- Material to process
——————————

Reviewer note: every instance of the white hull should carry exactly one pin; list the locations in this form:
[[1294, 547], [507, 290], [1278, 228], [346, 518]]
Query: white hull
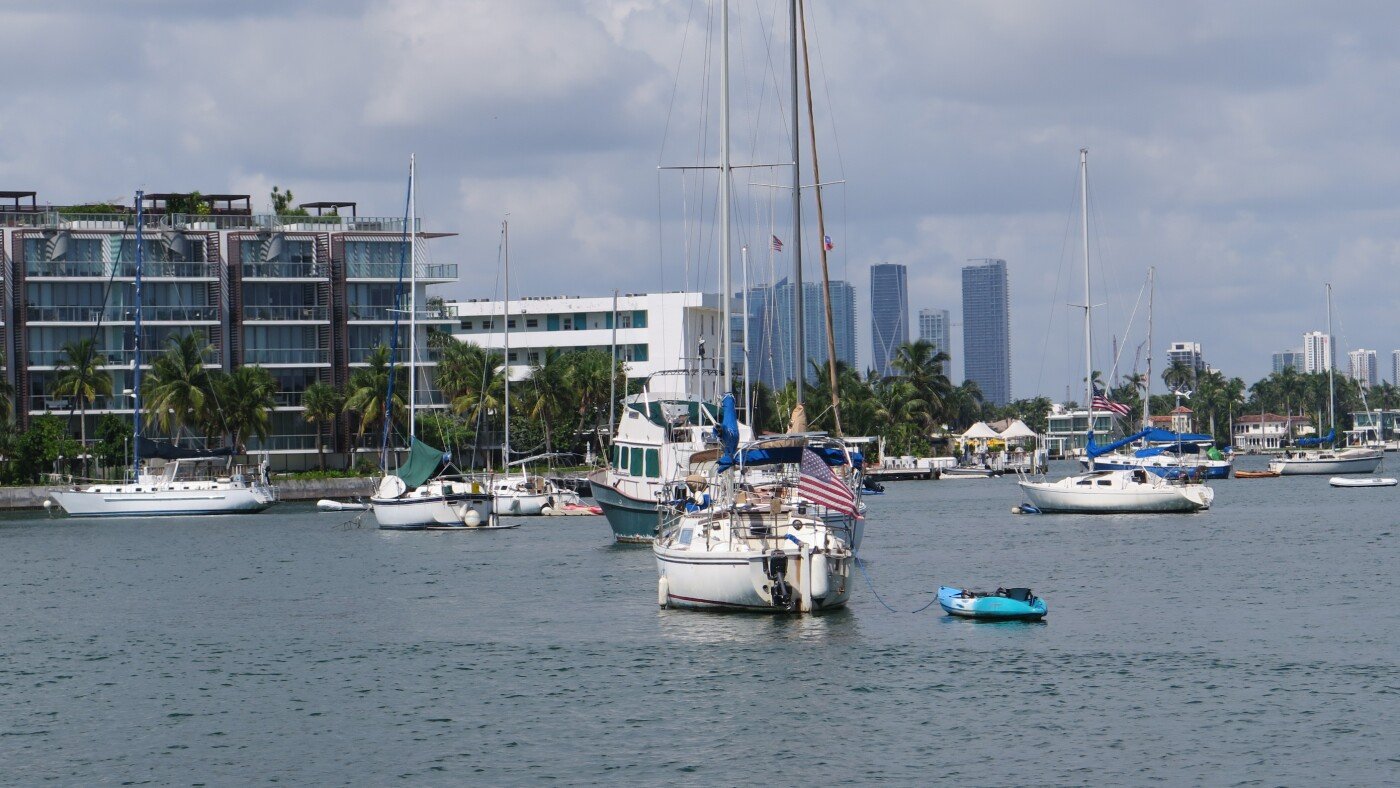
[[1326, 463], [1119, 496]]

——————————

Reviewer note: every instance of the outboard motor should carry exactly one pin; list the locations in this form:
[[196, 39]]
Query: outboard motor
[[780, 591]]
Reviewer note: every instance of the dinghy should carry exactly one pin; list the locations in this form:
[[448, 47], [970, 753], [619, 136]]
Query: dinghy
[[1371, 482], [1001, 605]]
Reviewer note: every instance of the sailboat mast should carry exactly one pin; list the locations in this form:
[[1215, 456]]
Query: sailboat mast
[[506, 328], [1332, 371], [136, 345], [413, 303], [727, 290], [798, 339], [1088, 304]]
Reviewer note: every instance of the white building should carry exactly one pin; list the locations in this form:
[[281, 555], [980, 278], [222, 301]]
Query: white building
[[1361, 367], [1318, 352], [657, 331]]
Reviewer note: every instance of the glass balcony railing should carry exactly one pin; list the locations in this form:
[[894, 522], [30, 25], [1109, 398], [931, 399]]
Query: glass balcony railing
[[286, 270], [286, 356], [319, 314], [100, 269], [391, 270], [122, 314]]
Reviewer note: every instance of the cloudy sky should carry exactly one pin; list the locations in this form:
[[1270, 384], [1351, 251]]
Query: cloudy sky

——————————

- Task prompt
Can you lay out the lines as a Markdown table with the columns Row and Line, starting at the line that has "Reviewer note: every instance of the white hull" and stopping after the one that has "[[1326, 463], [1119, 496]]"? Skip any blank lines, and leave the pictures out.

- Response to this task
| Row | Line |
|---|---|
| 1 | Reviewer note: every instance of the white hull should carry exactly one pin; list the locations in this form: |
| 2 | [[1294, 547], [507, 290], [1278, 228], [346, 518]] |
| 3 | Query: white hull |
| 4 | [[1326, 463], [1119, 496]] |